== Your task ==
Repeat nothing but the lines below running from the one containing "target: frozen windshield glass" to the one containing "instruction: mark the region of every instance of the frozen". Keep both end lines.

Collected data

§ §

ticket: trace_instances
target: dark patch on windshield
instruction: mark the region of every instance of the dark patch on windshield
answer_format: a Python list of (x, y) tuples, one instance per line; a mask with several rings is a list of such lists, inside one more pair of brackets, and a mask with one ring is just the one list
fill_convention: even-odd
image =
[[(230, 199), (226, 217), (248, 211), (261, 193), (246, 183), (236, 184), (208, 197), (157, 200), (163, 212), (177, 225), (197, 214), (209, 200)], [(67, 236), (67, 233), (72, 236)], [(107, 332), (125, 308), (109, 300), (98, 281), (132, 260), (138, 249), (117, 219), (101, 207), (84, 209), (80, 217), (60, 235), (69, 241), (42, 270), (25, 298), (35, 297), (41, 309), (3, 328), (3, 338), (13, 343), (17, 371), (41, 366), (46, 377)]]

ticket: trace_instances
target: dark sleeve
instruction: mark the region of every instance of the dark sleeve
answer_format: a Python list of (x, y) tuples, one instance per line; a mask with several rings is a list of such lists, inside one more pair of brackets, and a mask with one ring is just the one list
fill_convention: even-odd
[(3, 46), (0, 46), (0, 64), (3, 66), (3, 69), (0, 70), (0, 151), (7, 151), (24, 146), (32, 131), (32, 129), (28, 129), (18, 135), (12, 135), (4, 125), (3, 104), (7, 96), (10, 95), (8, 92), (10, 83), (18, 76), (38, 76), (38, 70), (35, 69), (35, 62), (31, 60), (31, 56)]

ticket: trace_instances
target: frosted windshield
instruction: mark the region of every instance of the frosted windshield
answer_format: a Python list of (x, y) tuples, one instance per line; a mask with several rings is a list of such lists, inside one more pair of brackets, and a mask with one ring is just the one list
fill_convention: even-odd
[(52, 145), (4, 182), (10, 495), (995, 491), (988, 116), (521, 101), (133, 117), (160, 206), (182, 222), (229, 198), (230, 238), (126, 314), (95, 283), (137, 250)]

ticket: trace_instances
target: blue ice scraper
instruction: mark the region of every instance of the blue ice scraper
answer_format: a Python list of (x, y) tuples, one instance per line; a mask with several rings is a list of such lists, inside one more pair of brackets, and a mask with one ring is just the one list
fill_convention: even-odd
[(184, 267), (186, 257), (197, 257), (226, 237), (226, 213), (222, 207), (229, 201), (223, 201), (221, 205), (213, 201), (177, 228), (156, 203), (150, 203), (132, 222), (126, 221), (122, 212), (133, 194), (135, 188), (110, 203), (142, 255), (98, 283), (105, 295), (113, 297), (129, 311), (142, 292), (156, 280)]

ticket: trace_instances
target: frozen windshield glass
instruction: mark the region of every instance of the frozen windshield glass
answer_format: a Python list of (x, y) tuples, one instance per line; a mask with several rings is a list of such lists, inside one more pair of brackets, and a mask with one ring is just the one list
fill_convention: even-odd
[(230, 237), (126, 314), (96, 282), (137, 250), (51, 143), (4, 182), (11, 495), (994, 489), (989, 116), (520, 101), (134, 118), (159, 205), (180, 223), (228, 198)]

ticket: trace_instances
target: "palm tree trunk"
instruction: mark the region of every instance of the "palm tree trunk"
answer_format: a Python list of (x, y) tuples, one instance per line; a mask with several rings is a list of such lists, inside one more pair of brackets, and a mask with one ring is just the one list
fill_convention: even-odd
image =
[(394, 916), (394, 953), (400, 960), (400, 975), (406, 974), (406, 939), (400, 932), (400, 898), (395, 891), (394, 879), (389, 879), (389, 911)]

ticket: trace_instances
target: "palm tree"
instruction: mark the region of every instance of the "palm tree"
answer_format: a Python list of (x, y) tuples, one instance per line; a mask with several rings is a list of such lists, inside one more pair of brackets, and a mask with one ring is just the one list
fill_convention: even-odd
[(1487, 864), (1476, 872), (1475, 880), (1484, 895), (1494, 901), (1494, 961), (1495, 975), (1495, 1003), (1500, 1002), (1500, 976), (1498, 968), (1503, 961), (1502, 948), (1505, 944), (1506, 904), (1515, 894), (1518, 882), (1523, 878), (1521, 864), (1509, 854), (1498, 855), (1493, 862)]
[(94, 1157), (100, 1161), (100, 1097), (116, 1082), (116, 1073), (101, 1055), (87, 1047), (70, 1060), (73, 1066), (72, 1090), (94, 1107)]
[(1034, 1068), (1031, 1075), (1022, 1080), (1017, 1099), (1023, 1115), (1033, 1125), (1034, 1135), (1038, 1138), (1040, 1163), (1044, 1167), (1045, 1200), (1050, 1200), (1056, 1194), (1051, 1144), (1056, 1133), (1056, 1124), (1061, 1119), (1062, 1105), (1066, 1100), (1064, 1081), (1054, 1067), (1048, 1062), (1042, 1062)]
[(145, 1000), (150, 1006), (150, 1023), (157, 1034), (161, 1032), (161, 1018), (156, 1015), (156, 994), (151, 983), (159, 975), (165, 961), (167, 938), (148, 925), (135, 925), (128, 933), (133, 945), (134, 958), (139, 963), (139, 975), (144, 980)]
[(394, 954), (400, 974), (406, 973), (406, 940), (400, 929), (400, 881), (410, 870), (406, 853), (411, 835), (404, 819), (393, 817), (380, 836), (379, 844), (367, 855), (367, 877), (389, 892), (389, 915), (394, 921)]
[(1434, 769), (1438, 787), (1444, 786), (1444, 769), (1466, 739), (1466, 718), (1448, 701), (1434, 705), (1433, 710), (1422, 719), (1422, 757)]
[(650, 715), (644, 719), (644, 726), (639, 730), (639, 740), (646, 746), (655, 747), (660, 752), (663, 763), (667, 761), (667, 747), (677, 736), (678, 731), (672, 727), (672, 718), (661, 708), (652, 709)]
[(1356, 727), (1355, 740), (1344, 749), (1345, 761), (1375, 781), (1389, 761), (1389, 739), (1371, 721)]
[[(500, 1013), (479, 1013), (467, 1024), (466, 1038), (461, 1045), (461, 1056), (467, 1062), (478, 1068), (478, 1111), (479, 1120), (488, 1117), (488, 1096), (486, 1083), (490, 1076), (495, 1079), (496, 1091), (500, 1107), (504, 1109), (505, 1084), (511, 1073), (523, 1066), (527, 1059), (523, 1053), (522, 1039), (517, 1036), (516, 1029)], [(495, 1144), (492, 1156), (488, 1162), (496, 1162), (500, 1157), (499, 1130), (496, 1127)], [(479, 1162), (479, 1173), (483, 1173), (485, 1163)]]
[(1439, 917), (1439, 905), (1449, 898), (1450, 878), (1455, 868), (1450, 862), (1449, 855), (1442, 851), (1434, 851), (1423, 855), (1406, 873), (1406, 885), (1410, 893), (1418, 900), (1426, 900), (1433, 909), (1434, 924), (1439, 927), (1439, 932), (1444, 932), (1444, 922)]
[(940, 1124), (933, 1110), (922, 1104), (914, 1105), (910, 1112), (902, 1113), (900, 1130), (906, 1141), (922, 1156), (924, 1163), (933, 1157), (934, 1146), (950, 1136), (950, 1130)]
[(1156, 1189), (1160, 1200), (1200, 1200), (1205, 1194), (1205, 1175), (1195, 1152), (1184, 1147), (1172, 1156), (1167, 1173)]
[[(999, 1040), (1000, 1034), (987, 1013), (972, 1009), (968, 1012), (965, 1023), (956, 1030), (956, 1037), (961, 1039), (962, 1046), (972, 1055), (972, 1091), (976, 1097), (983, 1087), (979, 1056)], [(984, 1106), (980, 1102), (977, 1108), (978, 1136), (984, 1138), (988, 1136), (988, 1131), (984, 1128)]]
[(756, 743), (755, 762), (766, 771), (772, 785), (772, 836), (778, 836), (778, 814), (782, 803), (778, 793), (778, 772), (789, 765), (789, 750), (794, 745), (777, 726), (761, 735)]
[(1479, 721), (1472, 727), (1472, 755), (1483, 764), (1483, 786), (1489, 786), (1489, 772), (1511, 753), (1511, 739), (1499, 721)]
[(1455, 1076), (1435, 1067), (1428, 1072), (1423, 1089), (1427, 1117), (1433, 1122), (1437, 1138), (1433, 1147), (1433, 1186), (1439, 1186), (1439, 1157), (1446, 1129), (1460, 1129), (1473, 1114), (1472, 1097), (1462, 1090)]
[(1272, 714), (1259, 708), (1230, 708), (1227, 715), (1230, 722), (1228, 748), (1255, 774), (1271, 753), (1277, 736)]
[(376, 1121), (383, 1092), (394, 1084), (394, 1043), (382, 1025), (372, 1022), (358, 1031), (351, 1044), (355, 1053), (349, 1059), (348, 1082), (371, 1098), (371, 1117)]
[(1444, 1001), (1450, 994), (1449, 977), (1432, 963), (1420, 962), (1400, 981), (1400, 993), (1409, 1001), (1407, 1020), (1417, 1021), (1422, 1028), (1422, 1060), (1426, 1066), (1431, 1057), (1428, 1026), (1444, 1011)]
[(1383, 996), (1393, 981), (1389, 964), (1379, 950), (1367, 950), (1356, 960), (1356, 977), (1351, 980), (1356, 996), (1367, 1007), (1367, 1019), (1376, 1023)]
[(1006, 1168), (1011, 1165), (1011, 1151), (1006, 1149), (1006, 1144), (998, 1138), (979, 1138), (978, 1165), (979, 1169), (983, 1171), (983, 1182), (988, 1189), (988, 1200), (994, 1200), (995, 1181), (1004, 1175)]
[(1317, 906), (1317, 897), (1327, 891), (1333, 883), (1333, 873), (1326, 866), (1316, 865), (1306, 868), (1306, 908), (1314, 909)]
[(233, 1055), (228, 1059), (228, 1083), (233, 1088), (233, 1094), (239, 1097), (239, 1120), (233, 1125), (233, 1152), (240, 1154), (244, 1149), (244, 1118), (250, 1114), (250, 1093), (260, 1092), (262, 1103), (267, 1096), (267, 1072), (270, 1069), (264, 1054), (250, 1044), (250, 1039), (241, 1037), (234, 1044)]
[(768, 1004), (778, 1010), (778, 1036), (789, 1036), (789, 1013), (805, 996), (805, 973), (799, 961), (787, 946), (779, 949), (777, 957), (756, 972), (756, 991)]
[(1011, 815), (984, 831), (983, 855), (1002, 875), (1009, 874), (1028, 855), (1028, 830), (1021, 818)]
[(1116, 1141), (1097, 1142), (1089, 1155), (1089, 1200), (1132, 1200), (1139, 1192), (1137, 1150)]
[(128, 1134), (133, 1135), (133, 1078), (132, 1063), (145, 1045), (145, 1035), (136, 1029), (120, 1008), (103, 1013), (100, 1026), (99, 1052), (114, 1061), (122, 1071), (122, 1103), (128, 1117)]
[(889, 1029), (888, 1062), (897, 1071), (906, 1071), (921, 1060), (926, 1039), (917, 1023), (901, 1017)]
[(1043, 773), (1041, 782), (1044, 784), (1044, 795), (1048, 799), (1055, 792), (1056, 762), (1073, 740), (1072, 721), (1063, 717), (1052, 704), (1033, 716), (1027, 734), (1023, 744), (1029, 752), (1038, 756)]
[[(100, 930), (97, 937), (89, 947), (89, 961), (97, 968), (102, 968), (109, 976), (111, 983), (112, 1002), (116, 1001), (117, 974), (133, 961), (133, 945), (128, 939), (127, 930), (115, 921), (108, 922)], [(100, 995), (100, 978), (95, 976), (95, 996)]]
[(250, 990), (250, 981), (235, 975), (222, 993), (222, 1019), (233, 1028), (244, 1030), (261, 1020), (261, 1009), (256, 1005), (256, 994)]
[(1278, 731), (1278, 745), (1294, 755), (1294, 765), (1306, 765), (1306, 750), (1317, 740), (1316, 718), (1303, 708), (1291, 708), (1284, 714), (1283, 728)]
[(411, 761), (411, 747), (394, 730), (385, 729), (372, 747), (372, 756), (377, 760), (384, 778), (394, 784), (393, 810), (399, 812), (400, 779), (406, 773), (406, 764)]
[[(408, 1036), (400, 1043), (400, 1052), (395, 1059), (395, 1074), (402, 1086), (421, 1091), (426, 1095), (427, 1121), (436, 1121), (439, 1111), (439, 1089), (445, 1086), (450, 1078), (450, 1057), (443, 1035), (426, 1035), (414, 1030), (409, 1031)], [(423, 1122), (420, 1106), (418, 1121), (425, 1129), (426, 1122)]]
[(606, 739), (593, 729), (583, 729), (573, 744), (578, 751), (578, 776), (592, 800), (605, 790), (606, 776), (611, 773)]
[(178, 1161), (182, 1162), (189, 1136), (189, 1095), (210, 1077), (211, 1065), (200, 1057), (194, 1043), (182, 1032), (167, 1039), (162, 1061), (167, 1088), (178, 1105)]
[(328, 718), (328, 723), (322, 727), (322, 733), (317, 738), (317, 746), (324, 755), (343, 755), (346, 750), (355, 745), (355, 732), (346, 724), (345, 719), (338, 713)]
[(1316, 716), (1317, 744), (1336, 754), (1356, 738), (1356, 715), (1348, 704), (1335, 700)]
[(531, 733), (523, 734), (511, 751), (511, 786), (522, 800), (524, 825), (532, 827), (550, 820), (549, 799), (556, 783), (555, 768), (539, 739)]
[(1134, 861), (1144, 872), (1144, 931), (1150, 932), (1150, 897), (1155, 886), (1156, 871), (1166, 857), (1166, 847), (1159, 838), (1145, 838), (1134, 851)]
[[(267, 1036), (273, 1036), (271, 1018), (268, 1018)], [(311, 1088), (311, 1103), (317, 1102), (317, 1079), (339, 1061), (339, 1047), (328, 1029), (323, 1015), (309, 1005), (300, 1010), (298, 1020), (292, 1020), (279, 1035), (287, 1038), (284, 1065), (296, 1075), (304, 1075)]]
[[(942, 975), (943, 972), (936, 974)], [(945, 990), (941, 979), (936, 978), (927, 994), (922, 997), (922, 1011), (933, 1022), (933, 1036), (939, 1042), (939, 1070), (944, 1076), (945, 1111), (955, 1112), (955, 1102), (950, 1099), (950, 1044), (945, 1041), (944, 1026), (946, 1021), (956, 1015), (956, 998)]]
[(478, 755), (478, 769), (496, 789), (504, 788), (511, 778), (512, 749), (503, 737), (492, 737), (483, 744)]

§ §

== Finished task ==
target: frozen windshield glass
instruction: mark the region of every instance of the frozen windshield glass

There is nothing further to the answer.